--- 原文抜粋 ---
"おとぎ話"が愛される時代 『三千円の使い方』原田ひ香 周回遅れの文庫Rock

お金の貯め方・使い方をゼロから考え直すことによって

自らの人生そのものを再構築していく、四人の女性(家族)の物語。

ひとことで言えば、こんな内容かな。

ご存じのように、本年最大級のベストセラー作品だ。

 

表題に「三千円」という具体的な金額が示されているように

各女性の貯め方&使い方(節約法)は、

年齢や環境に応じた、具体的かつ実用的な〈役立つ情報〉として紹介されている。

それだけに、登場人物が直面する悩みや問題は"あるある感"に満ちており

実際読んでいても、「なるほど、その手があったか!」などと

思わず心の膝を叩いてしまう場面が少なくなかった。

 

しかし、そうした〈実用性〉に関しては、もろ手を挙げて賛同するいっぽう。

数多くの読者の涙を誘った、と評判の〈感動面〉に関しては

正直なところ、クエスチョンマークを付けざるをえない。

 

なにより、クライマックスにさしかかると

それまで彼女たちの前に立ちはだかっていた「難題」の数々が

オセロゲームのコマをパタパタ裏返すように、いともあっけなく解決してしまう。

とりわけ、数十年に渡って満足なコミュニケーションが成立せず

家族の問題をすべて丸投げしていた智子(五十五歳)の夫が

ちょっと対話を試みただけで、家族の一員としての自覚に目覚めた場面では

思わずつぶやいてしまった。

ーーそんな簡単に人間が変るわけ、ないじゃん。

 

実際、子供向けファンタジー小説か、チート能力爆発の異世界転生物語のように

箸にも棒にもかからないダメ人間だったはずの彼や彼女が

ちょいと"魔法の粉"をふりかけるだけで、たちまち善男善女に大変身するのだから。

そういや、昨年の本屋大賞『そして、バトンは渡された』(瀬尾まいこ)も

んなわけあるかいっ! と天を仰ぐほど"いい人"ばかりが登場する物語だった。

 

きっと、みんな、"現実"に疲れちゃってるんだな。

だからせめて、本の中だけでも"すべてが丸く収まる結末"を求めるんだ。

そう思うと、ご都合主義の大団円に、いちいちケチつける気も失せてきた。

--- 課題 A ---
リストの「Where can you spot the cockpit」を含む行から最後の行までを、「cockpit window」を「windshield」に置き換えて書き直してください。ほかの部分は変えないこと。

--- 入力データ ---
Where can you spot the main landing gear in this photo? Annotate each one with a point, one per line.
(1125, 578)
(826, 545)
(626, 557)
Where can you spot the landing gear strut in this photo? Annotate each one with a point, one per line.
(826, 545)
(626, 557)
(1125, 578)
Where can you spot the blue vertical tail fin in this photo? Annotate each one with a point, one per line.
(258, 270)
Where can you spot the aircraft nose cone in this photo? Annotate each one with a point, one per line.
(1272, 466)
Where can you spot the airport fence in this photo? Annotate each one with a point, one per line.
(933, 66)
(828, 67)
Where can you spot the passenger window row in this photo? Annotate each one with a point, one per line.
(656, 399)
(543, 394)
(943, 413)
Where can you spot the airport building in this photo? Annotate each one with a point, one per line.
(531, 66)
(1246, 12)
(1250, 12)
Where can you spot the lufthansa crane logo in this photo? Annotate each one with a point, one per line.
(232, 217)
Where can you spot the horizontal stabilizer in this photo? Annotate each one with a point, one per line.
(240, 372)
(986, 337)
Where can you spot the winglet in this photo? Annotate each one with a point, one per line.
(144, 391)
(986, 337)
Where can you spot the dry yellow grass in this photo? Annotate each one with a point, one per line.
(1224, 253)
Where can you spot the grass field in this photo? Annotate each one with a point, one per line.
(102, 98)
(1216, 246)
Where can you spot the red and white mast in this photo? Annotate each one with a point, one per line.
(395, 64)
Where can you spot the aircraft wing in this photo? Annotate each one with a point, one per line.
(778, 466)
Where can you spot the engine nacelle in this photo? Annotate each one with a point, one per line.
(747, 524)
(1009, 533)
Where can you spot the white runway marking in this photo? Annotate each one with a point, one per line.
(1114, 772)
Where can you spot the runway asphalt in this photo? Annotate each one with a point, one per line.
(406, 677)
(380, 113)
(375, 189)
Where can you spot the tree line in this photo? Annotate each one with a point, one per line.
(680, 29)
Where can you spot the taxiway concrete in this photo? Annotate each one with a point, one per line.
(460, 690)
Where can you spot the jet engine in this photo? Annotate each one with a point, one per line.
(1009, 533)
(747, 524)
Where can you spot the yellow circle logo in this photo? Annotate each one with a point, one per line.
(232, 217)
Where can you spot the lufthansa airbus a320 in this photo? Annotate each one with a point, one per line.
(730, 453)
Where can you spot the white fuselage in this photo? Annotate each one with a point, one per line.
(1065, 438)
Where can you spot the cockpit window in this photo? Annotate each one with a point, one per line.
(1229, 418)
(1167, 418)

--- 課題 B ---
『三千円の使い方』の書評のうち、「なにより、クライマックスにさしかかると」で始まり「思わずつぶやいてしまった。」で終わる部分を一字一句そのまま書き写すこと。

--- 正答 A ---
Where can you spot the windshield in this photo? Annotate each one with a point, one per line.
(1229, 418)
(1167, 418)

--- 正答 B ---
なにより、クライマックスにさしかかると

それまで彼女たちの前に立ちはだかっていた「難題」の数々が

オセロゲームのコマをパタパタ裏返すように、いともあっけなく解決してしまう。

とりわけ、数十年に渡って満足なコミュニケーションが成立せず

家族の問題をすべて丸投げしていた智子(五十五歳)の夫が

ちょっと対話を試みただけで、家族の一員としての自覚に目覚めた場面では

思わずつぶやいてしまった。